:: PROMPT ::
Please take the records that follow and repeat exactly the lines starting with the line with "Please point out the oregano" and going on through the line with "Please point out the rosemary".

:: DATA PROVIDED ::
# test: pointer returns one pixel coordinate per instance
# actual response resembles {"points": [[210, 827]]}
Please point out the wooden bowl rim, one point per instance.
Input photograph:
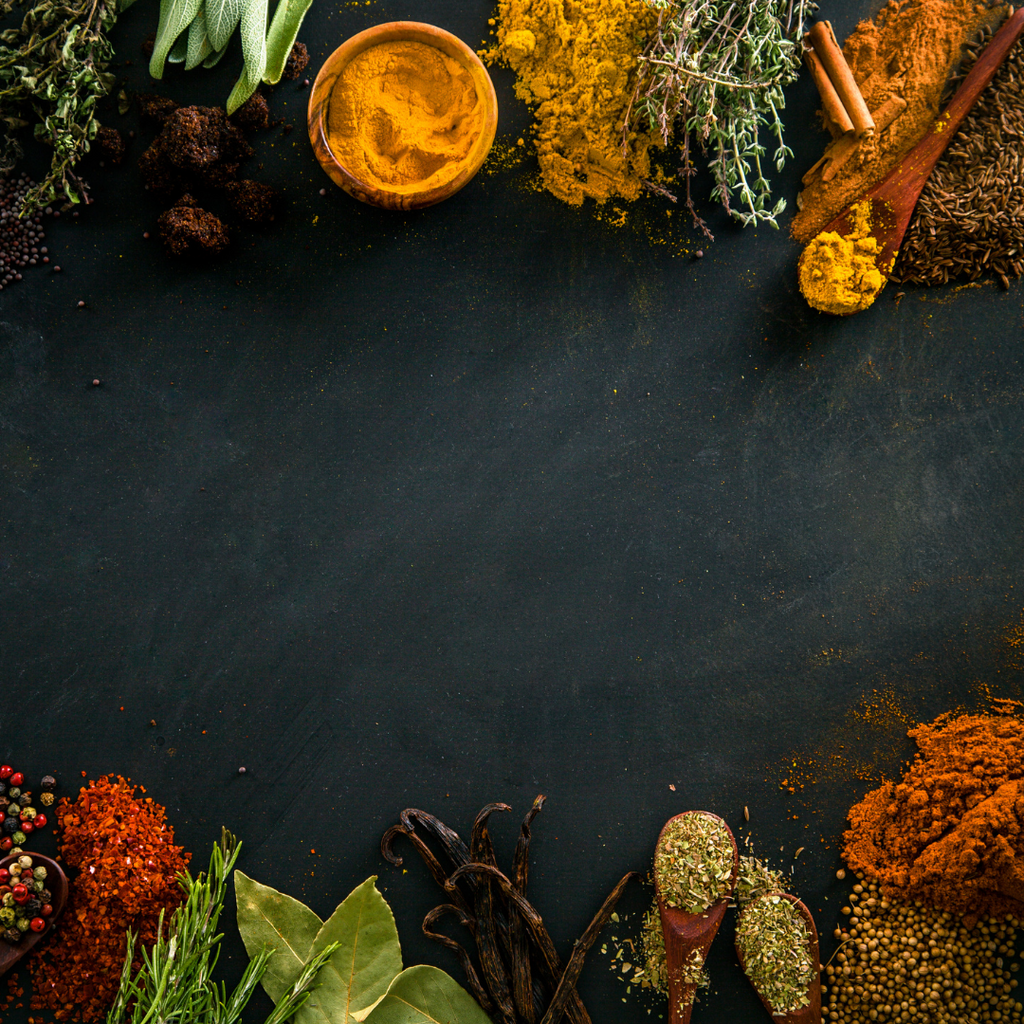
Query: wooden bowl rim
{"points": [[335, 65]]}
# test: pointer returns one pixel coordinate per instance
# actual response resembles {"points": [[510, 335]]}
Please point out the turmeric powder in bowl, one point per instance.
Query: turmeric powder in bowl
{"points": [[402, 115]]}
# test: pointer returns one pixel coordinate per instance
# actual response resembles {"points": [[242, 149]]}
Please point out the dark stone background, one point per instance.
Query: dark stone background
{"points": [[488, 501]]}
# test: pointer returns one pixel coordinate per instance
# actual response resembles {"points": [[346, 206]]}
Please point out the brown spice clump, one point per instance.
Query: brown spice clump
{"points": [[901, 60], [123, 849], [254, 114], [187, 229], [950, 833], [296, 62], [154, 108], [112, 144], [252, 201], [197, 146]]}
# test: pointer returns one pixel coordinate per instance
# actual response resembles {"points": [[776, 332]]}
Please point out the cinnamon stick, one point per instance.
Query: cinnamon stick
{"points": [[822, 39], [833, 105]]}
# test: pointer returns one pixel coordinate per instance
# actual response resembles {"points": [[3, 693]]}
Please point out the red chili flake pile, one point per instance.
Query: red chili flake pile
{"points": [[124, 852]]}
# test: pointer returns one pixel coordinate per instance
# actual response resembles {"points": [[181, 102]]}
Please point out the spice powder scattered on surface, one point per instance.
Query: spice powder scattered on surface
{"points": [[576, 60]]}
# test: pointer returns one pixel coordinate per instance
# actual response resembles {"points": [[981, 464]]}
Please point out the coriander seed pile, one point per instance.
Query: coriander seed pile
{"points": [[694, 861], [920, 966]]}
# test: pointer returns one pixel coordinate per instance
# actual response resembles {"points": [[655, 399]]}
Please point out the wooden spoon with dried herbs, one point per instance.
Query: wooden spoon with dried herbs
{"points": [[777, 946], [892, 201], [695, 864]]}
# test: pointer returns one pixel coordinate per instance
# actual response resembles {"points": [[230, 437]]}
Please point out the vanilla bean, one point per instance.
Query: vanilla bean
{"points": [[570, 975], [472, 978]]}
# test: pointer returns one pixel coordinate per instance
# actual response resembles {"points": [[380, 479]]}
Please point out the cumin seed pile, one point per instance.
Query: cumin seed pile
{"points": [[970, 218]]}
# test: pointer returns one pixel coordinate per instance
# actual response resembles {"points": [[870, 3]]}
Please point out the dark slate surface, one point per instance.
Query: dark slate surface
{"points": [[484, 502]]}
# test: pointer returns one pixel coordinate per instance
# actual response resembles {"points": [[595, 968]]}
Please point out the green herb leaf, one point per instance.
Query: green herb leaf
{"points": [[180, 48], [368, 960], [281, 38], [254, 51], [425, 995], [270, 920], [214, 58], [175, 16], [221, 19], [199, 41]]}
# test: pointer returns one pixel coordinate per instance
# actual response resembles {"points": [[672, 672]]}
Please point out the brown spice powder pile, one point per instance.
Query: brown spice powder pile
{"points": [[950, 833], [970, 218], [124, 852], [904, 55]]}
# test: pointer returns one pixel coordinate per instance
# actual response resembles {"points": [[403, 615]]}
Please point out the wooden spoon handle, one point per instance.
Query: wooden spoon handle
{"points": [[903, 185]]}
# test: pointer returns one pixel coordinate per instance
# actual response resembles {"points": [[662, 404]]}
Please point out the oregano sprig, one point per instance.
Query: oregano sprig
{"points": [[53, 70], [715, 70]]}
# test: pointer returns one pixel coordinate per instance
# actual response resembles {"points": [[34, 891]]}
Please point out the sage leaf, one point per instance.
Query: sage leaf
{"points": [[175, 16], [214, 58], [221, 18], [368, 960], [199, 41], [254, 51], [268, 919], [426, 995], [180, 49], [280, 40]]}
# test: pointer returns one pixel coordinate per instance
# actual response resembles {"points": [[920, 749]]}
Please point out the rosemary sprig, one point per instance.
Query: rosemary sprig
{"points": [[53, 67], [716, 69], [174, 982]]}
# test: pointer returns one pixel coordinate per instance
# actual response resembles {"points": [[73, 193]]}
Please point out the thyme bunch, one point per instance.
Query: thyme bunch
{"points": [[53, 68], [174, 982], [717, 69]]}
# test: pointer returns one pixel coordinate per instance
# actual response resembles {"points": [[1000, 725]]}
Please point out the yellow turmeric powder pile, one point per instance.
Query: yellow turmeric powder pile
{"points": [[577, 60], [838, 272], [403, 117]]}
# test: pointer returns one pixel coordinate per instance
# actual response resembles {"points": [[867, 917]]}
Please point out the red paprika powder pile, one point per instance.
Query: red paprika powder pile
{"points": [[124, 852], [950, 833]]}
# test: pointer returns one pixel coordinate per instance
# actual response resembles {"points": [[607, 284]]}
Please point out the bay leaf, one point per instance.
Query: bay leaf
{"points": [[268, 919], [221, 19], [280, 40], [426, 995], [366, 964]]}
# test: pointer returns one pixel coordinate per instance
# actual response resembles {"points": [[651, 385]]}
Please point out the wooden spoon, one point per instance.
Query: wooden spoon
{"points": [[56, 882], [811, 1014], [686, 932], [894, 198]]}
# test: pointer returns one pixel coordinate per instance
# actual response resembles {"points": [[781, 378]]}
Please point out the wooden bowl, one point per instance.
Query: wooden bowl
{"points": [[56, 882], [320, 101]]}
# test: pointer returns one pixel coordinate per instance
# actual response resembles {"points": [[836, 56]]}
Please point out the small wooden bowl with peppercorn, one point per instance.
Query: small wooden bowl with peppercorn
{"points": [[34, 893]]}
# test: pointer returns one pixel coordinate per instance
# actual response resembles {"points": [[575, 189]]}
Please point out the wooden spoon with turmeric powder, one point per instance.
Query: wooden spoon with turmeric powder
{"points": [[847, 264]]}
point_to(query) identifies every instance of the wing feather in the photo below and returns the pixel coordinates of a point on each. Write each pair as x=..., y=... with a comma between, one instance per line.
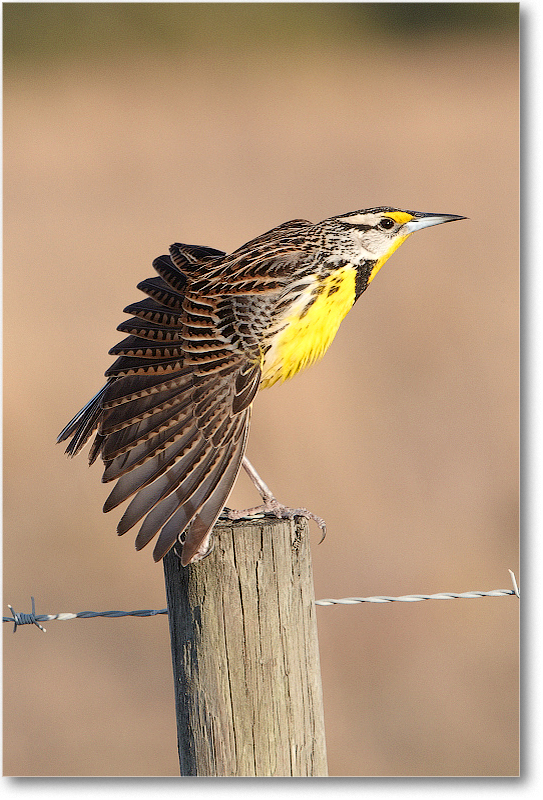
x=172, y=420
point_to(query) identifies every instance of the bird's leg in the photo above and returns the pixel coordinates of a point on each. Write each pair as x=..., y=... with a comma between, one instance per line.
x=270, y=504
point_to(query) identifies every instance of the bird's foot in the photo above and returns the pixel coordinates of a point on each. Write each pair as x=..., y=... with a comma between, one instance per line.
x=273, y=506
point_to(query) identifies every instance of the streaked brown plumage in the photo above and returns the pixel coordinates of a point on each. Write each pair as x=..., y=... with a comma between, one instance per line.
x=173, y=418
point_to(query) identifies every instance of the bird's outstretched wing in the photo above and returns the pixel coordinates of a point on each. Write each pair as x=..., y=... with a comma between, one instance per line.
x=173, y=418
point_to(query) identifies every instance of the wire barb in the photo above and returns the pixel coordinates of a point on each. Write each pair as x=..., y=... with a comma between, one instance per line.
x=24, y=619
x=35, y=619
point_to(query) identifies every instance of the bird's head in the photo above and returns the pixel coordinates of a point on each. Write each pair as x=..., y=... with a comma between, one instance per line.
x=380, y=231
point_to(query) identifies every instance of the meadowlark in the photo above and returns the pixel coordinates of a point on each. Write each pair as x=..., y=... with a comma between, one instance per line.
x=173, y=418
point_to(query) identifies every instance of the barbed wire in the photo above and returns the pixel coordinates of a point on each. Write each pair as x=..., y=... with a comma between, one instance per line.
x=19, y=619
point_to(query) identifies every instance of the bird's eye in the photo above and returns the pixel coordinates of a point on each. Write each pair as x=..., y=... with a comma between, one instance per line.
x=386, y=223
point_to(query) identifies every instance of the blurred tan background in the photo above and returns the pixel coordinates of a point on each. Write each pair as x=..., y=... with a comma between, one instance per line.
x=128, y=127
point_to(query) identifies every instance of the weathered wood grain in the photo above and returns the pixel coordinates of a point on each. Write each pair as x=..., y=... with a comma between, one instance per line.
x=245, y=654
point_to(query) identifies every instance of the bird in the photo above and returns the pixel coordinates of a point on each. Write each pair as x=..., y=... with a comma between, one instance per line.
x=171, y=422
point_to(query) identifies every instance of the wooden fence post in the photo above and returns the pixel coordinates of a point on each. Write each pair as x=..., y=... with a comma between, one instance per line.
x=245, y=654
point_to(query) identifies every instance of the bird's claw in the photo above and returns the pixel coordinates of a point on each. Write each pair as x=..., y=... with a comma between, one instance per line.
x=273, y=506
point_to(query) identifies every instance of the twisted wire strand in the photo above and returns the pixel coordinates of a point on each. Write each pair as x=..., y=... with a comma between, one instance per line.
x=19, y=619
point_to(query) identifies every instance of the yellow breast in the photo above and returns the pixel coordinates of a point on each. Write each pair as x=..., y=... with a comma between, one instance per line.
x=306, y=337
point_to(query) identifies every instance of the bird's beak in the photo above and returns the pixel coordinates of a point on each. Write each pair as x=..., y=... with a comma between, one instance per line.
x=425, y=220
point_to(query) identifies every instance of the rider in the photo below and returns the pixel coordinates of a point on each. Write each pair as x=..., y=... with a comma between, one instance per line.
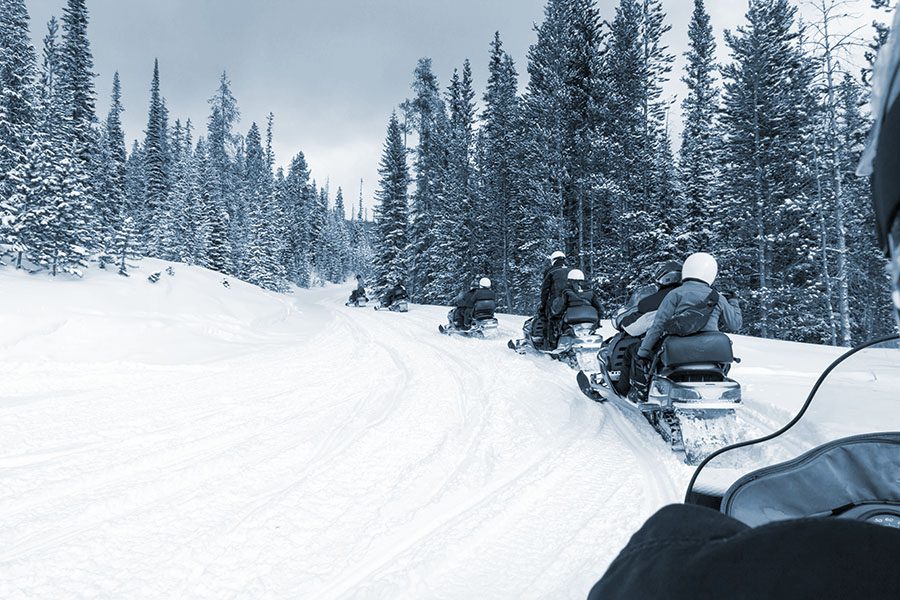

:: SOLUTION FOR THIS PROBLEM ::
Please point out the oregano sprig, one point per instance.
Query: oregano sprig
{"points": [[53, 70], [715, 70]]}
# test: pointer returns one pixel coordinate per instance
# actual response resembles {"points": [[34, 891]]}
Please point out the sage leaf, one point per instance.
Query: sage leaf
{"points": [[175, 16], [214, 58], [221, 18], [368, 960], [199, 41], [254, 51], [268, 919], [426, 995], [180, 49], [280, 40]]}
# test: pointer returns one pixel coordinate per instance
# actual response resembles {"points": [[920, 749]]}
Please point out the rosemary sprig, one point per instance.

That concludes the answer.